WHAT IS BEING ASKED = Give back the line containing "beak with a single point per instance." along with every line after it, exactly, until the entries end.

RAW DATA =
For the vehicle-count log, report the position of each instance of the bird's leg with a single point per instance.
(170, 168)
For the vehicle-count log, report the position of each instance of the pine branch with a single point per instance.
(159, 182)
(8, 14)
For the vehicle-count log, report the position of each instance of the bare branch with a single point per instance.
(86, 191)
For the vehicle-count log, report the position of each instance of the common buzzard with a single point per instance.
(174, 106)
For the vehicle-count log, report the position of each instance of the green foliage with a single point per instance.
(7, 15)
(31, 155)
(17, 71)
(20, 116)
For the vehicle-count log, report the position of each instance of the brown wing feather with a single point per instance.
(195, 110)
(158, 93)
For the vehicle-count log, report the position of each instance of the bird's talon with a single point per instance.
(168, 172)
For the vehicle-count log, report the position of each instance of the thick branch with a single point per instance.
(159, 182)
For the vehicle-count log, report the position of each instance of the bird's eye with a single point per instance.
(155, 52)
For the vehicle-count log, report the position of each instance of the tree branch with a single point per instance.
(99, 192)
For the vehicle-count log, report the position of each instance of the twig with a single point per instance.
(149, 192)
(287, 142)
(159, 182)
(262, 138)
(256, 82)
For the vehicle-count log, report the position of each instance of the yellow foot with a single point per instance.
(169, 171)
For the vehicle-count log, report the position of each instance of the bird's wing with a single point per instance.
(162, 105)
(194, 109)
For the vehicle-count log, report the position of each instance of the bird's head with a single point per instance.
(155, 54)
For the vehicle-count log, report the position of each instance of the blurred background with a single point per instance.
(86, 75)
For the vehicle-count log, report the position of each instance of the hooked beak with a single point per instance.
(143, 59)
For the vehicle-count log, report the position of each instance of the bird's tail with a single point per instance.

ANSWER AREA =
For the vehicle-count log, report the position of each instance of the hooked beak with a single point per instance.
(143, 59)
For the vehicle-count log, report the position of each instance of the bird's tail with a single point per instance.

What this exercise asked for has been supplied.